- PROBLEMS AND TASKS -
[A] Copy, word for word, the stretch of the object-detection passage from "In analysing an" through "composite decision structure.".
[B] According to the object-detection passage, when is an overall decision made to accept a patch as a face?

- TEXT EXTRACT -
>>
This invention relates to the detection of multiple types of object or features in images. Face detectors are known from the work of Viola and Jones (“Robust real time object detection”; Second International Workshop on Statistical and Computational Theories of Vision—modelling, learning, computing and sampling; Vancouver, Canada Jul. 13, 2001).
Typically, a face detector comprises a complex classifier that is used to determine whether a patch of the image is possibly related to a face. Such a detector usually conducts a brute force search of the image over multiple possible scales, orientations, and positions. In turn, this complex classifier is built from multiple simpler or weak classifiers each testing a patch for the presence of simple features, and these classifiers form a decision structure that coordinates the decision for the patch. In the Viola-Jones approach, the decision structure is a fixed cascade of weak classifiers which is a restricted form of a decision tree. For the detection of the presence of a face, if a single weak classifier rejects a patch then an overall decision is made to reject the patch as a face. An overall decision to accept the patch as a face is only made when every weak classifier has accepted the patch.
The cascade of classifiers is employed in increasing order of complexity, on the assumption that the majority of patches are readily rejected by weak classifiers as not containing a face, and therefore the more complex classifiers that must be run to finally confirm acceptance of a patch as containing a face are run much less frequently. The expected computational cost in operating the cascade is thereby reduced. A learning algorithm such as “AdaBoost” (short for adaptive boosting) can be used to select the features for classifiers and to train the classifier using example images. AdaBoost is a meta-algorithm which can be used in conjunction with other learning algorithms to improve their performance. AdaBoost is adaptive in the sense that subsequent classifiers built are tweaked in favour of those instances misclassified by previous classifiers. The classifiers are each trained to meet target detection and false positive rates, and these rates are increased with successive classifiers in a cascade, thereby generating classifiers of increasing strength and complexity.
In analysing an image, a Viola and Jones object detector will analyse patches throughout the whole image and at multiple image scales and patch orientations. If multiple object detectors are needed to search for different objects, then each object detector analyses the image independently and the associated computational cost therefore rises linearly with the number of detectors. However, most object detectors are rare-event detectors and share a common ability to quickly reject patches that are non-objects using weak classifiers. The invention makes use of this fact by integrating the decision structures of multiple different object detectors into a composite decision structure in which different object evaluations are made dependent on one another. This reduces the expected computational cost associated with evaluating the composite decision structure.
<<
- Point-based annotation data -
>>
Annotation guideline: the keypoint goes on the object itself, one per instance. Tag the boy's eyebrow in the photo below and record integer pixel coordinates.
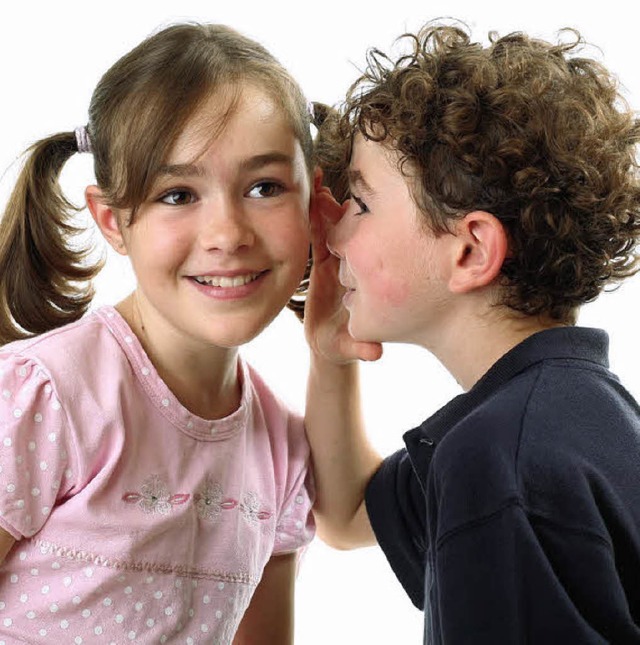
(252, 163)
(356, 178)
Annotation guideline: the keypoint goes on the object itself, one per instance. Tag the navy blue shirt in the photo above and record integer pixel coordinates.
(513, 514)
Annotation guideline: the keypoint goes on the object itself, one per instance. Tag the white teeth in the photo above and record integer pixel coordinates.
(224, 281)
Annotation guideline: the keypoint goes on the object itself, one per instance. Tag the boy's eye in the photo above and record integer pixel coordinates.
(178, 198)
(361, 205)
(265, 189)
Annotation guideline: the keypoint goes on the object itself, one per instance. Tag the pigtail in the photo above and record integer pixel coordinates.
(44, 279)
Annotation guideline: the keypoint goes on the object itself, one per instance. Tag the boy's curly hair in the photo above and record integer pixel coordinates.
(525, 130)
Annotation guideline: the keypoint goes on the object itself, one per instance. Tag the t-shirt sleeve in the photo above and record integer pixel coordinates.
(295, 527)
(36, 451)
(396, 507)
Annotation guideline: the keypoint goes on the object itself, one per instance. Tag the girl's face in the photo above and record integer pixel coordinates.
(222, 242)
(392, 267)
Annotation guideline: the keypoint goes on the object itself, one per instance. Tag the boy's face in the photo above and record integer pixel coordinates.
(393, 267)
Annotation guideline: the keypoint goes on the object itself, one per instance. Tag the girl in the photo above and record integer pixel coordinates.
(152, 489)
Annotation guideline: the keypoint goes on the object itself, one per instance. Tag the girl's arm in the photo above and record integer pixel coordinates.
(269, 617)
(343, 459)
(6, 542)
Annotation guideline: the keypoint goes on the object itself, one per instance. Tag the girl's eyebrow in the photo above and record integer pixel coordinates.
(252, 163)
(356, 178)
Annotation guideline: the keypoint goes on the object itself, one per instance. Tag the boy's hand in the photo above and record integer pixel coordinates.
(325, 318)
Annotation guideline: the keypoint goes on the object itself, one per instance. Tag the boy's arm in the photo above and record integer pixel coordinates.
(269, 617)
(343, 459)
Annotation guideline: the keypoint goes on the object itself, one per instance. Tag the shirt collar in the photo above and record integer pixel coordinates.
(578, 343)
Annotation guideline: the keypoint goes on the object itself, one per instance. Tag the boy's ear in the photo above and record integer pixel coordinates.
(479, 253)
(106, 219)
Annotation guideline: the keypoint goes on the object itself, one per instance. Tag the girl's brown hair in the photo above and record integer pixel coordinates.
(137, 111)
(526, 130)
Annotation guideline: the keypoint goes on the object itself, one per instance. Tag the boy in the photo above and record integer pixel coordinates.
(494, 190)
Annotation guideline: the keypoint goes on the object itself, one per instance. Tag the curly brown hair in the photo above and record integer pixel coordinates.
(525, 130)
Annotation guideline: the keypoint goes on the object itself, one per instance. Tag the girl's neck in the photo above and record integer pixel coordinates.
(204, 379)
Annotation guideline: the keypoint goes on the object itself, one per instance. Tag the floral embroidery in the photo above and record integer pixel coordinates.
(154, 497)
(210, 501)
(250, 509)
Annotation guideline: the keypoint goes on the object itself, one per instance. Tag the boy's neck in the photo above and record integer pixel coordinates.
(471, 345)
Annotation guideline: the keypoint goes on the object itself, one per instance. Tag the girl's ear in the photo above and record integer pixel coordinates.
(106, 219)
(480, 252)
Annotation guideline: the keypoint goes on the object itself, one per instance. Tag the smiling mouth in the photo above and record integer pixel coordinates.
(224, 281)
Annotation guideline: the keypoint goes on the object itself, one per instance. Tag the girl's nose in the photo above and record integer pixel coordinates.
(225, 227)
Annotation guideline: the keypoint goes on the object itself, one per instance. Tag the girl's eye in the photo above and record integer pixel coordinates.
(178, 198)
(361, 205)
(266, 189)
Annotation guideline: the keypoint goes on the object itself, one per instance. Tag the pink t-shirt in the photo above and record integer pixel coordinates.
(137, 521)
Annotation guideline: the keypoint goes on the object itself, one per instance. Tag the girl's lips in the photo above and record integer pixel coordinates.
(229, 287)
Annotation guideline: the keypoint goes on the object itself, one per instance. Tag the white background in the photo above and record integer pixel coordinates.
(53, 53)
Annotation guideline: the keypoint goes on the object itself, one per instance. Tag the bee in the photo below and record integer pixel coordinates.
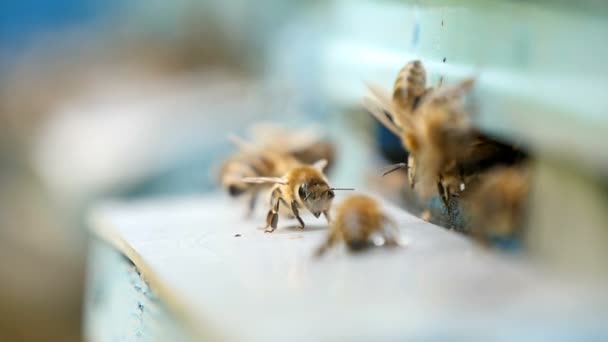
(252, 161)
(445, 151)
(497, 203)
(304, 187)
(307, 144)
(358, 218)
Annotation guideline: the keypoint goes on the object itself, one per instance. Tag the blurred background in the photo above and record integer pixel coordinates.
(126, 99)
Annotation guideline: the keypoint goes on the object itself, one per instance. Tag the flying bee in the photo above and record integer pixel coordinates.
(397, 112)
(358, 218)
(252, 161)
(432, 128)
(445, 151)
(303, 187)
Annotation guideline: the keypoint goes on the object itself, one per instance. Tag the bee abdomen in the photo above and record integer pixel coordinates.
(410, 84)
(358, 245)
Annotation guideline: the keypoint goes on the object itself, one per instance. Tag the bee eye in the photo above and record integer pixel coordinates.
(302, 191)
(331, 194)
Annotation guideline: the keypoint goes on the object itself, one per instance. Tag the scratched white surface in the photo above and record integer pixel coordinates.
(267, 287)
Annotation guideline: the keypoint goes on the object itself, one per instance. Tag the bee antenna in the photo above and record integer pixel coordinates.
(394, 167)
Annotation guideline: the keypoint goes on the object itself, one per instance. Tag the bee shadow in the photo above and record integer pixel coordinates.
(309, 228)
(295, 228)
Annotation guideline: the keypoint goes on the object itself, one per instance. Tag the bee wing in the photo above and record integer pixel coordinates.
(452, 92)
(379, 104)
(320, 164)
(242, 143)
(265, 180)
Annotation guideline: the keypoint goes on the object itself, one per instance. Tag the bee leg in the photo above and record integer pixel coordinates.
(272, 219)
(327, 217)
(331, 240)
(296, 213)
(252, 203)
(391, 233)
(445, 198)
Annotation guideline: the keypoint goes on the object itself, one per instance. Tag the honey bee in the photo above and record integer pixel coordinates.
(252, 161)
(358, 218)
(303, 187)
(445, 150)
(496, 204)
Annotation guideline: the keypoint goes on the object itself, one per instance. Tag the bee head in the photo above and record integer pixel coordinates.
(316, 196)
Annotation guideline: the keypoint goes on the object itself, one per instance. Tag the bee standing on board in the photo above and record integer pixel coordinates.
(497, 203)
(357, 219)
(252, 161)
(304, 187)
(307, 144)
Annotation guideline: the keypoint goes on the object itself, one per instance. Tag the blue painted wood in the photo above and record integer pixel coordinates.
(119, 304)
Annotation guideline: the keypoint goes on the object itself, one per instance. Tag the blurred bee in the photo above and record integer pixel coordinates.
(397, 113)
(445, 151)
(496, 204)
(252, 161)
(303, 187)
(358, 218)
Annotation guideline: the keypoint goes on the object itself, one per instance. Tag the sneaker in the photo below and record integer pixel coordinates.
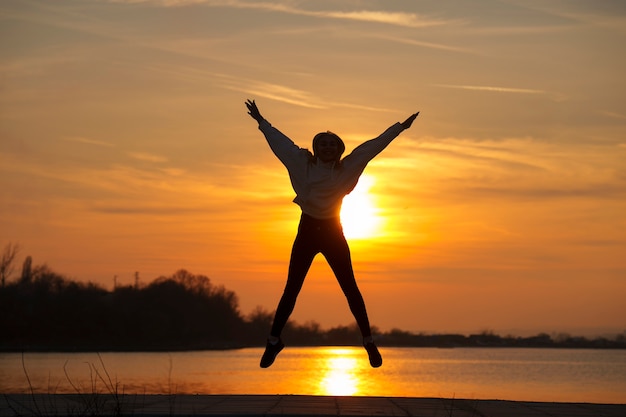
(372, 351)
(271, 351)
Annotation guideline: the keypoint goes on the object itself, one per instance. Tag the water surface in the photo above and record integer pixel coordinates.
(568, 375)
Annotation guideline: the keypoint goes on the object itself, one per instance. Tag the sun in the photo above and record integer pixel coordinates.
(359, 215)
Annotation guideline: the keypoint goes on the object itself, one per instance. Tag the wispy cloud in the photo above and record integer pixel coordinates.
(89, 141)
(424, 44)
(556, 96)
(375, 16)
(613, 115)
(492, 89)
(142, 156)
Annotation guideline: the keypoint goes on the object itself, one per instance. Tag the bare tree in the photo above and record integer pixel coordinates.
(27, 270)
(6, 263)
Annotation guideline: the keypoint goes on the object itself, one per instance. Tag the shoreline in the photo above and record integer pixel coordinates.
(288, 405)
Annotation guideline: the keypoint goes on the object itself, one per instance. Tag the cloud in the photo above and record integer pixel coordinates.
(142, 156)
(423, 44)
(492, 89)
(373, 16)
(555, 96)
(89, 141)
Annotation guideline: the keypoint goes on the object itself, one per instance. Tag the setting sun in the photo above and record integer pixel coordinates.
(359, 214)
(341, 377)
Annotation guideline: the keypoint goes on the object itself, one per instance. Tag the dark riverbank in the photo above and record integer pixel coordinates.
<<
- TASK RESULTS -
[A]
In analysing an image, a Viola and Jones object detector will analyse patches throughout the whole image and at multiple image scales and patch orientations. If multiple object detectors are needed to search for different objects, then each object detector analyses the image independently and the associated computational cost therefore rises linearly with the number of detectors. However, most object detectors are rare-event detectors and share a common ability to quickly reject patches that are non-objects using weak classifiers. The invention makes use of this fact by integrating the decision structures of multiple different object detectors into a composite decision structure in which different object evaluations are made dependent on one another. This reduces the expected computational cost associated with evaluating the composite decision structure.

[B] Only when every weak classifier has accepted the patch.